As due to high exhaust temperature seismic vibration sensor in frame 6B gas turbine is failing frequently in our plant, we have also asked to other neighbour industry for same they are also facing an issue can anyone suggest solution for it.?

Installed sensor's temperature range : 375 degc.

 

Well if you say that high exhaust temp cause this issue
Then you should review why you got high temperature

 

Well if you say that high exhaust temp cause this issue
Then you should review why you got high temperature

High temprature comes due to combustion of fuel, and the installed matrix 5485c sensor is also hight temperature vibration sensor its rating is 375 degc, but still it fails so we are looking for other alternative or solution in existing design.?

 

You should look at air circulation around the #2 bearing--which is inside the load tunnel. Either there's insufficient cooling air flowing in the load tunnel, or there is an exhaust leak in the load tunnel. It may actually be a combination of the two, less than normal cooling air flow and an exhaust leak.

You can mount a T/C on or near the area where the vibration pick-ups are mounted, and run a cable outside the Load Compartment and use a multi-meter with T/C input capability and monitor the temperature in the area to see if it's higher than the rating of the sensor.

375 deg C (above 700 deg F) is hot, and we don't know why you are so certain that it's high temperature causing the failures.

Getting good air flow into and out of the load tunnel is challenging. We don't know how old (or young) the unit is at your site or what the condition of the Load Compartment Vent Fan and motor is. Some Load Compartment cooling arrangements have dampers which can be improperly set up and reduce air flow, and some Load Compartment Vent Fans have dampers to prevent leakage when a fire is detected (to keep fire extinguishing agent in the compartment).

MOST GE-design Frame 6B heavy duty gas turbines have two (redundant) vibration pick-ups on the #2 bearing. If the unit at your site has two sensors is the same sensor always failing? That would be odd, because the two sensors are mounted very close to each other (mm). So it would be hard to understand why the same sensor is always failing--if there are two sensors....

 

You should look at air circulation around the #2 bearing--which is inside the load tunnel. Either there's insufficient cooling air flowing in the load tunnel, or there is an exhaust leak in the load tunnel. It may actually be a combination of the two, less than normal cooling air flow and an exhaust leak.

You can mount a T/C on or near the area where the vibration pick-ups are mounted, and run a cable outside the Load Compartment and use a multi-meter with T/C input capability and monitor the temperature in the area to see if it's higher than the rating of the sensor.

375 deg C (above 700 deg F) is hot, and we don't know why you are so certain that it's high temperature causing the failures.
________________________________________
**Parts of the exercise**
[a] In the forum thread on failing turbine vibration sensors, shorten the paragraph that begins "Getting good air flow into and out of the load tunnel" into a bulleted list that keeps its main facts.
[b] Carry on the forum thread on failing turbine vibration sensors from its final line.
________________________________________
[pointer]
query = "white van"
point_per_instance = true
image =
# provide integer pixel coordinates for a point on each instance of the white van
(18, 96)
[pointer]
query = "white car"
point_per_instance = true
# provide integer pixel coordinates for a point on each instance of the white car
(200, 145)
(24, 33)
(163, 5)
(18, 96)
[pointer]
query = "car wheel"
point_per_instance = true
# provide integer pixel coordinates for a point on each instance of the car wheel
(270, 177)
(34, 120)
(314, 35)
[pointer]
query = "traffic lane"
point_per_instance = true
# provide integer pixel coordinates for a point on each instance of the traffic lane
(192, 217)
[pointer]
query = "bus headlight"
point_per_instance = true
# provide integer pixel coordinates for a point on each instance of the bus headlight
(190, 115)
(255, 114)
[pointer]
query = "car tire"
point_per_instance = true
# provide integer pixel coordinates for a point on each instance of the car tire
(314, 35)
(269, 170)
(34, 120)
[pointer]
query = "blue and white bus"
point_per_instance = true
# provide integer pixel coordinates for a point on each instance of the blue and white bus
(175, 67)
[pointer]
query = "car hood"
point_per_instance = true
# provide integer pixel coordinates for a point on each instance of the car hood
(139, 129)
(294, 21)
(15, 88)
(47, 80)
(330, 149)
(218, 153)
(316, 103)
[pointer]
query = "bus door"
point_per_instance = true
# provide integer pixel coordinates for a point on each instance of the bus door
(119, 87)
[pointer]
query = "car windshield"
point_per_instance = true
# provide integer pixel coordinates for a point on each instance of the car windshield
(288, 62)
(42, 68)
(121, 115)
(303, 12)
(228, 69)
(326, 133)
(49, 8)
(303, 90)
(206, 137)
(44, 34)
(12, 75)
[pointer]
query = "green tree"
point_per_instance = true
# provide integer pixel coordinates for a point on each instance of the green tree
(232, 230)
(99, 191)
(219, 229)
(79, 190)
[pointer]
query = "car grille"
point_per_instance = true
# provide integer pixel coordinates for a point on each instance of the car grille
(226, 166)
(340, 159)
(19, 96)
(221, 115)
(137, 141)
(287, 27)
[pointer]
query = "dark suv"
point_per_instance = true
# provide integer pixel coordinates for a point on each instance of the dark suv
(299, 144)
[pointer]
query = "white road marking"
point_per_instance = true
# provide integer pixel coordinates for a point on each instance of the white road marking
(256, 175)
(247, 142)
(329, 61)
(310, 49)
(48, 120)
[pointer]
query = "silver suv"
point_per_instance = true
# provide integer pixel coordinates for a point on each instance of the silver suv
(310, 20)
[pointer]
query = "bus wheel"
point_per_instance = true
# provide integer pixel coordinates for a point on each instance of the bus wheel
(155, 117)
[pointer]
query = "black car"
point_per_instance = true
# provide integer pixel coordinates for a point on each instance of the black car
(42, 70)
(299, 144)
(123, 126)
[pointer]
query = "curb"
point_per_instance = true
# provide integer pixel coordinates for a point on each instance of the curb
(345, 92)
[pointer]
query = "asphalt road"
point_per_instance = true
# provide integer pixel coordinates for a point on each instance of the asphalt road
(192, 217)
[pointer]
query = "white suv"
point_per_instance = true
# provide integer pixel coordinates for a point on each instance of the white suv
________________________________________
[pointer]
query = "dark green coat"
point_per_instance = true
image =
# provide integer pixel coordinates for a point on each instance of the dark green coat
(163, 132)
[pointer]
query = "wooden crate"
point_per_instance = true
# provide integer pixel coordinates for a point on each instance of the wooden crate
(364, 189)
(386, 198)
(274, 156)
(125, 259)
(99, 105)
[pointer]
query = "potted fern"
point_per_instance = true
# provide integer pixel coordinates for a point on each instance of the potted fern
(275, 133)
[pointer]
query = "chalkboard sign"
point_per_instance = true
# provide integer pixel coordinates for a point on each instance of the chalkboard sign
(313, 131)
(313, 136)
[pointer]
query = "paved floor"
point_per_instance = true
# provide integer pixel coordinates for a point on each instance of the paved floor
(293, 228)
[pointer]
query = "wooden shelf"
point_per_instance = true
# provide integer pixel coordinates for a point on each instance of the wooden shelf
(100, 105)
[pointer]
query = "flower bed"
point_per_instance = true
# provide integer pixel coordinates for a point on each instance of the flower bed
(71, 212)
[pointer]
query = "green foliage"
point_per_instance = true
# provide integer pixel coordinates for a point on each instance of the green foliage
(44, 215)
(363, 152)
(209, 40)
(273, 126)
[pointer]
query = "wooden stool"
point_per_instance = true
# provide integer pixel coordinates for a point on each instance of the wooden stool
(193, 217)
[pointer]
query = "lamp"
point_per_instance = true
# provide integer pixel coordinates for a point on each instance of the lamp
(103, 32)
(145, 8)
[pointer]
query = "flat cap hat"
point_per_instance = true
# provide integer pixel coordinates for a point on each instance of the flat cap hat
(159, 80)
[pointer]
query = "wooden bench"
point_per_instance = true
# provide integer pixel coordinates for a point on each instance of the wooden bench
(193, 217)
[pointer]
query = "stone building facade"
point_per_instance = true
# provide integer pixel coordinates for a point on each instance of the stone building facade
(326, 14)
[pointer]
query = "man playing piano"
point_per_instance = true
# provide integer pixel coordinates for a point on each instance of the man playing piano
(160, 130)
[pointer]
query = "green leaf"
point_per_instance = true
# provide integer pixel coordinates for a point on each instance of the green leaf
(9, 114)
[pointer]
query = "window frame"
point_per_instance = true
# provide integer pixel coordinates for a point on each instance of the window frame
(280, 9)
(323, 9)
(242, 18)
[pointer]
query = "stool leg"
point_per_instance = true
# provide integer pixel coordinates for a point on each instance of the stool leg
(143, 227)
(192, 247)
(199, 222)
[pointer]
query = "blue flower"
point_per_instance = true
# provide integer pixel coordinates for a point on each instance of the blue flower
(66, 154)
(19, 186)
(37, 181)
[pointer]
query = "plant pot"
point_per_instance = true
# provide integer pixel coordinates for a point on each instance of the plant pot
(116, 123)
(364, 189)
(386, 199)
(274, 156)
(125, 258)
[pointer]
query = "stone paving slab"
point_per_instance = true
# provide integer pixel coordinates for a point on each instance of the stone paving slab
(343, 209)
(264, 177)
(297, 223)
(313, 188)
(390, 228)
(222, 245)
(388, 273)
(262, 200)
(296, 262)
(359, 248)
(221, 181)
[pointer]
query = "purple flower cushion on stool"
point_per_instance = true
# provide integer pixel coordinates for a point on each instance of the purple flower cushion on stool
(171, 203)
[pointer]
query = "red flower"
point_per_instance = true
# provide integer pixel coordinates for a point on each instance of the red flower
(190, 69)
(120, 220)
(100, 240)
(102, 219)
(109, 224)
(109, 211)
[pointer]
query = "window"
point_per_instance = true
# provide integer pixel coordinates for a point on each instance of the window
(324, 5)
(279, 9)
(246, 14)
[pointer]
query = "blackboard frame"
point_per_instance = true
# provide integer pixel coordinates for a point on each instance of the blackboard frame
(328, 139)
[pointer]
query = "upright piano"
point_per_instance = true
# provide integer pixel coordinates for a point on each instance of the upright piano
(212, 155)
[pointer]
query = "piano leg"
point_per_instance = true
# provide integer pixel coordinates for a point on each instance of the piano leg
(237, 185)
________________________________________
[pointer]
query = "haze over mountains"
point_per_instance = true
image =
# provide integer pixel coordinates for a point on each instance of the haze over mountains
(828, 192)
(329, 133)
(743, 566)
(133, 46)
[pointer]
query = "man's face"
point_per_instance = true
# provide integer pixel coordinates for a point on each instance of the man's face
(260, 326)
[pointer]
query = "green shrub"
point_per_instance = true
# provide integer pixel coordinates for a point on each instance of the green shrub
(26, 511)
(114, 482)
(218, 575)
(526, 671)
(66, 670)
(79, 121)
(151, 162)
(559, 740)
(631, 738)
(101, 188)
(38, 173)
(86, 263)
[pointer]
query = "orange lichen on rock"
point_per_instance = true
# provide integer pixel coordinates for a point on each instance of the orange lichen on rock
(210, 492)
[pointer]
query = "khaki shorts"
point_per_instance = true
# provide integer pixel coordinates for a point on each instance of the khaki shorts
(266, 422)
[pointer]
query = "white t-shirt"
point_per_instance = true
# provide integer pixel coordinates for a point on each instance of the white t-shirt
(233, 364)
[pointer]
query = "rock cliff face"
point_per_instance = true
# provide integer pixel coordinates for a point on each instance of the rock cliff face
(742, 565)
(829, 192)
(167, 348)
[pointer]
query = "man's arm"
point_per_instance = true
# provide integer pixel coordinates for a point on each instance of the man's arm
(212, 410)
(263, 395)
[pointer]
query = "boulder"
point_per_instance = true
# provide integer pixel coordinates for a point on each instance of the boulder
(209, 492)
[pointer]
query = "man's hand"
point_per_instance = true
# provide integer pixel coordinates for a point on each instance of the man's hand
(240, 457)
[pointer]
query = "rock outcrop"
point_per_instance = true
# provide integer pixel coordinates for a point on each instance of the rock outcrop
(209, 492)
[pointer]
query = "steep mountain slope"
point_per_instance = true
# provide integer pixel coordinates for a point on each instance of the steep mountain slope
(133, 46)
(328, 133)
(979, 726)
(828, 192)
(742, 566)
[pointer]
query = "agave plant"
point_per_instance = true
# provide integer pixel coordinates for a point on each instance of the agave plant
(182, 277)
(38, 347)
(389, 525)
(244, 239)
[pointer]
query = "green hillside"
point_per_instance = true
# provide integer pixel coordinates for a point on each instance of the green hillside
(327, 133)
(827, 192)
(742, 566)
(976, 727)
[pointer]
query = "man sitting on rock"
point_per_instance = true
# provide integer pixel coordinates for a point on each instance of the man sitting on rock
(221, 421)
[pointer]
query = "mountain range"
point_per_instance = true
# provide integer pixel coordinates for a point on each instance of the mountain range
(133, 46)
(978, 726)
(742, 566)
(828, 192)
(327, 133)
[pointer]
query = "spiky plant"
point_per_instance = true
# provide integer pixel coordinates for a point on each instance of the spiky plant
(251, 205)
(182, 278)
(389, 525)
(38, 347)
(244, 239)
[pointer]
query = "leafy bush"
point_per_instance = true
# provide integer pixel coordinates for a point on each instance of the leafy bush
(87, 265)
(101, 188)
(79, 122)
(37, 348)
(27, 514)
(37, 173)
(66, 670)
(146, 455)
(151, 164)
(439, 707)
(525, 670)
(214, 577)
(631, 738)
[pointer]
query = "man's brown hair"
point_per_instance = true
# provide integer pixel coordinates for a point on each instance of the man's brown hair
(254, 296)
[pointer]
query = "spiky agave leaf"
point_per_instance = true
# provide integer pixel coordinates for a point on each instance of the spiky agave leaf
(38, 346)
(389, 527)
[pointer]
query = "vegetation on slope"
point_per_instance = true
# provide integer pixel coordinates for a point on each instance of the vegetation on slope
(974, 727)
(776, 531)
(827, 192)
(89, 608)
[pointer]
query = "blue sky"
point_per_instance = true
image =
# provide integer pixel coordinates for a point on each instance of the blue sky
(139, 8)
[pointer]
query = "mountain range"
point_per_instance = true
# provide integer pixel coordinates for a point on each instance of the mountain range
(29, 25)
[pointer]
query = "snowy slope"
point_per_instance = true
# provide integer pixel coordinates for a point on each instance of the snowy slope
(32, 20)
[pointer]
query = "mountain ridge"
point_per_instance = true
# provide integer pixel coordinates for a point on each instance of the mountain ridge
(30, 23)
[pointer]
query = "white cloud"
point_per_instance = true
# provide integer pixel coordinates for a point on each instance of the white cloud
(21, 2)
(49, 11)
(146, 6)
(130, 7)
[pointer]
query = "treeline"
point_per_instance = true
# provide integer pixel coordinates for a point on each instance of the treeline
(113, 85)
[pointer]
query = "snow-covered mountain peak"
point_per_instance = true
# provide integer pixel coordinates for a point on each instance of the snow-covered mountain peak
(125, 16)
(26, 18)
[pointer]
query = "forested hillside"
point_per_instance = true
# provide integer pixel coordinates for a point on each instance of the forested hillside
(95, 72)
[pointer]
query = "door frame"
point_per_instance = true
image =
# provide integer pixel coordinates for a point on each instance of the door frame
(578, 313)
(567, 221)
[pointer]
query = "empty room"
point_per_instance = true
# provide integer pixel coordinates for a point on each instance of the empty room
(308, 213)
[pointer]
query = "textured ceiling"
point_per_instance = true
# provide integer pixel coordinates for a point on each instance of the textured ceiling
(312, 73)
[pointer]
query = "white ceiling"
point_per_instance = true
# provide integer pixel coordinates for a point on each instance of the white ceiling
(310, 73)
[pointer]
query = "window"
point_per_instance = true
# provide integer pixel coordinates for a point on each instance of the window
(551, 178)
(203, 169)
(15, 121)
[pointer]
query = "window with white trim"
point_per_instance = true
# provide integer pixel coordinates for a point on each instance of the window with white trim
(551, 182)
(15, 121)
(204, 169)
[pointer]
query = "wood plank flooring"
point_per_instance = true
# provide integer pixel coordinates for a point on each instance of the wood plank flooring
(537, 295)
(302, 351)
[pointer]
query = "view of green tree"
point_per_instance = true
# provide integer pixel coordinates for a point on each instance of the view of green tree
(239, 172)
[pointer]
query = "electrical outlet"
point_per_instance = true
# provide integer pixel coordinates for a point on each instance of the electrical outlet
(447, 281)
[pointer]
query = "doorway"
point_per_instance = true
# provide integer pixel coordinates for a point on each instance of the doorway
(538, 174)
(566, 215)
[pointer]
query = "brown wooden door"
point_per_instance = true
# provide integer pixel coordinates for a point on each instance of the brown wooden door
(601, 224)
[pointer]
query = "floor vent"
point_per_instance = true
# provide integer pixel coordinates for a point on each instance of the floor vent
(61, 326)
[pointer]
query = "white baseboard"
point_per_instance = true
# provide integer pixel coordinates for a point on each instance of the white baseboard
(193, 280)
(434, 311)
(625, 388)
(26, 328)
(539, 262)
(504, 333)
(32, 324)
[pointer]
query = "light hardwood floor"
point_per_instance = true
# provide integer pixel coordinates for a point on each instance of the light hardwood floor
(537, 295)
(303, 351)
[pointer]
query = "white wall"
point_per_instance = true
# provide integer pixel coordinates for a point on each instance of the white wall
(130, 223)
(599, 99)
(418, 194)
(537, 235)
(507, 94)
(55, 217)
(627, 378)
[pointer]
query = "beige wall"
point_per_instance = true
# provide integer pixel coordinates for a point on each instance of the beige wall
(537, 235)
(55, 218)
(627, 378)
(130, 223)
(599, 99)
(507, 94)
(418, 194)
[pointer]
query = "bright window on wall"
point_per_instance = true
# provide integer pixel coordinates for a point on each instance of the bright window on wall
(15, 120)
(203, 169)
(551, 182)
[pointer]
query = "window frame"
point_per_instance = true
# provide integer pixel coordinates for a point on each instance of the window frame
________________________________________
**Answers by task**
[a]
- Getting good airflow into and out of the load tunnel is difficult.
- The age of the unit and the condition of the Load Compartment Vent Fan and motor are unknown.
- Some Load Compartment cooling setups have dampers that can be set up incorrectly and reduce airflow.
- Some vent fans have dampers that close when a fire is detected, keeping the extinguishing agent inside the compartment.

[b]
Getting good air flow into and out of the load tunnel is challenging. We don't know how old (or young) the unit is at your site or what the condition of the Load Compartment Vent Fan and motor is. Some Load Compartment cooling arrangements have dampers which can be improperly set up and reduce air flow, and some Load Compartment Vent Fans have dampers to prevent leakage when a fire is detected (to keep fire extinguishing agent in the compartment).

MOST GE-design Frame 6B heavy duty gas turbines have two (redundant) vibration pick-ups on the #2 bearing. If the unit at your site has two sensors is the same sensor always failing? That would be odd, because the two sensors are mounted very close to each other (mm). So it would be hard to understand why the same sensor is always failing--if there are two sensors....

We have load tunnel's 2 number of venting fan arrangement with damper mechanism, our unit normally runs on part load around 22 MW, i dont doubt on the cooling air flow as venting fans are working fine, but we have doubt of exhaust frame flue gas leakages we have told same to maintenance team but they replied that complete 100% sealing of exhaust Compartment is not possible and as sealing ages its prone to leak some flue gases and temperature around bearing #2 will rise.
Our unit is relatively young commissioned in 2016, and timely maintenance also done, we also have installation of 2 sensors(bb4 and bb5) on bearing #2 but in our GT-04 BB5 sensor failed 2nd time in less than a year, and BB4 also failed one time, in GT-01, BB4 failed once and BB5 failed once.
We are planning for following 2 solutions please suggest me if we should go ahead or not?
1) we will run a air tube inside load tunnel from external source (plant air) as we have doubt of improper cooling over there.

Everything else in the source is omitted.